Extracted records:
--- --- ---
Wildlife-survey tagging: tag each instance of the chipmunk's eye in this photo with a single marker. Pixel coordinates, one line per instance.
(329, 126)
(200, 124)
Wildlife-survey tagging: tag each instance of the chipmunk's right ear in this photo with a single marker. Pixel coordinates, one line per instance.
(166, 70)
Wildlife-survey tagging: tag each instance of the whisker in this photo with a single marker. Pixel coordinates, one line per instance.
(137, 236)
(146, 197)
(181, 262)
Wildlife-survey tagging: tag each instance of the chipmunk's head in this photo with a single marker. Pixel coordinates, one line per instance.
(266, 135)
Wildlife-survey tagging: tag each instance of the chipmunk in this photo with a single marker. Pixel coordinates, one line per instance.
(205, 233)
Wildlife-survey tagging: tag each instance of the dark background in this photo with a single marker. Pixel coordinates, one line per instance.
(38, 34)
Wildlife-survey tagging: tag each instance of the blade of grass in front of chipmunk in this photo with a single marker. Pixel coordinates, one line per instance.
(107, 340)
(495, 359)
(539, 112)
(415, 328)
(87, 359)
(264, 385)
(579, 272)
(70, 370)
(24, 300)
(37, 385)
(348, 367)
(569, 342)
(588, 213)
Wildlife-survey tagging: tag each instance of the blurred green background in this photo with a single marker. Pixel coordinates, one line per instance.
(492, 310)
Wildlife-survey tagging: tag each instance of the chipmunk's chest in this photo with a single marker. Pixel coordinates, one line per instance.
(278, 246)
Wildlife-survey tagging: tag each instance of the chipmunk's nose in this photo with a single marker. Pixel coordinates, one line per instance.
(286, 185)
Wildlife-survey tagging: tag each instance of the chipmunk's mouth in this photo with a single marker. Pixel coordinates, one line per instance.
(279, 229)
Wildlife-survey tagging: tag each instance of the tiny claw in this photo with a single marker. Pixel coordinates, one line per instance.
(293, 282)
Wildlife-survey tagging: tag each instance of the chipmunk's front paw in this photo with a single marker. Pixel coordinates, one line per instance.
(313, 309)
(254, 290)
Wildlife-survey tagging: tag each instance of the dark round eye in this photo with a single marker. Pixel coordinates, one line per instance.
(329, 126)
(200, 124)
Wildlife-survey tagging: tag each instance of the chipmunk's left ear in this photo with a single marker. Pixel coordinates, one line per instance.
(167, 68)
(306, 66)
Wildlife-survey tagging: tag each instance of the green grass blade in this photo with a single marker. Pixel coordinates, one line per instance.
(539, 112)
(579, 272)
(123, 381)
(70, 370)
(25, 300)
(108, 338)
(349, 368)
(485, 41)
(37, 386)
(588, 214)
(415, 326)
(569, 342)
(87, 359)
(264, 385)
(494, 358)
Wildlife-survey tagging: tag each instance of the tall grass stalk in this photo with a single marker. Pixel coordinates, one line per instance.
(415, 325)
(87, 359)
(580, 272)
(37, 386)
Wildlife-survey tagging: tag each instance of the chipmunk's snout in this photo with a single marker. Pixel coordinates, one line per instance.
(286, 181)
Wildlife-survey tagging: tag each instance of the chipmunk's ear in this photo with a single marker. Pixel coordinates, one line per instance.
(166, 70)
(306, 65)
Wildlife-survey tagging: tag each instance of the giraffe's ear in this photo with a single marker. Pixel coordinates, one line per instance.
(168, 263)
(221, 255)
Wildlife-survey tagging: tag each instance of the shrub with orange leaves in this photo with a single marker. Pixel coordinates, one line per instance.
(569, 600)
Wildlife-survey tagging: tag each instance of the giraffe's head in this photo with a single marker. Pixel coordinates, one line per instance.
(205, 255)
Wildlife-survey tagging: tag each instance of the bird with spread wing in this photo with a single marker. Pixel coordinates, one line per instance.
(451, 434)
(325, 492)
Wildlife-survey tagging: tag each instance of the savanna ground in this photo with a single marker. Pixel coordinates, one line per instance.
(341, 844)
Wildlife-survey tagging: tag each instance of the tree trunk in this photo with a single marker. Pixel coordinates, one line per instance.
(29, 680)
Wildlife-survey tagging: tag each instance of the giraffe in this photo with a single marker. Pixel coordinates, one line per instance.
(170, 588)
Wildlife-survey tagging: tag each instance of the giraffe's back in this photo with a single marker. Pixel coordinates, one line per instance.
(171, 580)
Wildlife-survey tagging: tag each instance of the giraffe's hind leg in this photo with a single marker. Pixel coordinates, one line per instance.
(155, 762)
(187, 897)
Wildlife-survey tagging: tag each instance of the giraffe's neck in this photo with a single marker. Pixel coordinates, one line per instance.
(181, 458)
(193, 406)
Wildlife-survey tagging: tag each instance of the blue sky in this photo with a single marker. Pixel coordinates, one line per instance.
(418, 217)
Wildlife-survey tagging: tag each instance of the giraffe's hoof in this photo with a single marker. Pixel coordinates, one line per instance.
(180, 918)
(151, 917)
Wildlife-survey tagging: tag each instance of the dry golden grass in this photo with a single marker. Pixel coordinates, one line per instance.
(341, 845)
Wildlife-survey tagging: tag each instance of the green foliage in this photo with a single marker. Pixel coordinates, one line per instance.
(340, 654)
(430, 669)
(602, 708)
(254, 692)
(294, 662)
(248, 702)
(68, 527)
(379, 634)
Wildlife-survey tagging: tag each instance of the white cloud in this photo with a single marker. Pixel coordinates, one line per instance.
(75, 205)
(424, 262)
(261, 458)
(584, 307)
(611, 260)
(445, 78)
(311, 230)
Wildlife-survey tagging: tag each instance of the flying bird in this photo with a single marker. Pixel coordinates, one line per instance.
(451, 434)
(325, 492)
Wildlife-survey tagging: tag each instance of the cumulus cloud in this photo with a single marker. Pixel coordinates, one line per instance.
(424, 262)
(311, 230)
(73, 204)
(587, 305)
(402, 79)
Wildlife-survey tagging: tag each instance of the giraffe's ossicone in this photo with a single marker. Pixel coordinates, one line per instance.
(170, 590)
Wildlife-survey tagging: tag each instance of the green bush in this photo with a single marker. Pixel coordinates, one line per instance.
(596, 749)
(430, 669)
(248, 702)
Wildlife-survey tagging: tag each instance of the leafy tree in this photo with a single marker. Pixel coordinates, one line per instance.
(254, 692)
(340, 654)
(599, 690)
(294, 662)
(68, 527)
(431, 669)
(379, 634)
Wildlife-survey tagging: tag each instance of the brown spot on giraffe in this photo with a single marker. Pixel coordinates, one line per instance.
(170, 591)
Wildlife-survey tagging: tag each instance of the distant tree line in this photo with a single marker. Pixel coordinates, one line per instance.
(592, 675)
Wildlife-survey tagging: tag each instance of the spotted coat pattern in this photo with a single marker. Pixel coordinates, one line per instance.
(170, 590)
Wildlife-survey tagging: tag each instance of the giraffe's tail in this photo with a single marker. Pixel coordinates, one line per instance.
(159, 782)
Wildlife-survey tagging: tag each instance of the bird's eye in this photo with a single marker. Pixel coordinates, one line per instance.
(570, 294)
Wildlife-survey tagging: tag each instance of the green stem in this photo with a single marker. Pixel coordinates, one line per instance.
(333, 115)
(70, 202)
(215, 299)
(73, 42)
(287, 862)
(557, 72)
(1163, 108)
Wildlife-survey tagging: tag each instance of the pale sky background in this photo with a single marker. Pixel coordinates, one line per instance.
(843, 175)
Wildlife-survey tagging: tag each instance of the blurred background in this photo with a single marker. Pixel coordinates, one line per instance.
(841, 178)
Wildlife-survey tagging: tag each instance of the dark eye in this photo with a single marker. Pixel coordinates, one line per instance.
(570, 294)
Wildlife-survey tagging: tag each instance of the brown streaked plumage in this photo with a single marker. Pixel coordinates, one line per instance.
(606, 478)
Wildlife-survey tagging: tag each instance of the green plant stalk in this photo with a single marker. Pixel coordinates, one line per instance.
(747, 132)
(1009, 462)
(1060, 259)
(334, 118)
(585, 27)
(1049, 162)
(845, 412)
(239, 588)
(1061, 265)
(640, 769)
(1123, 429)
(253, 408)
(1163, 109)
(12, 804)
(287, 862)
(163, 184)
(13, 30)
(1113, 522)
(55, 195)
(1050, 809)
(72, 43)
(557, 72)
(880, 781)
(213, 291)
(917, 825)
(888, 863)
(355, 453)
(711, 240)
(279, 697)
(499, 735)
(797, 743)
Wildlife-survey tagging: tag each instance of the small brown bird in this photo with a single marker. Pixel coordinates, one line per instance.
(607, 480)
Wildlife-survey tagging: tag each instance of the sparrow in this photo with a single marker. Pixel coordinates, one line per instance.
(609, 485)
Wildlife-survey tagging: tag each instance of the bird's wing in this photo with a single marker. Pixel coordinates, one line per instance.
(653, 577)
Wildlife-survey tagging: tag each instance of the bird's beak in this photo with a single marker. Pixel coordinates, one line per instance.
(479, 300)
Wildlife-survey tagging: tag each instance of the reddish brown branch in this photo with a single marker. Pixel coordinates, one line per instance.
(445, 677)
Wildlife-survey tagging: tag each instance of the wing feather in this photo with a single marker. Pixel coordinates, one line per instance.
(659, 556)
--- --- ---
**GOAL OF THE EXERCISE**
Return exactly the lines from the line bearing "Wildlife-survey tagging: tag each instance of the bird's beak" to the end of the records, inclusive of both; include no other lines.

**WRITTEN RESPONSE**
Wildlife-survey tagging: tag each instance of the bird's beak in this photo with a single marker. Pixel coordinates, one line per instance.
(479, 300)
Wildlife-survey tagging: tag each instance of the reddish brown branch in this photo with a single marker. Pixel coordinates, one line per instance.
(445, 677)
Wildlife-survey tagging: tag each instance of the wing feather in this photo with a single marker. Pixel coordinates, one line per instance.
(659, 556)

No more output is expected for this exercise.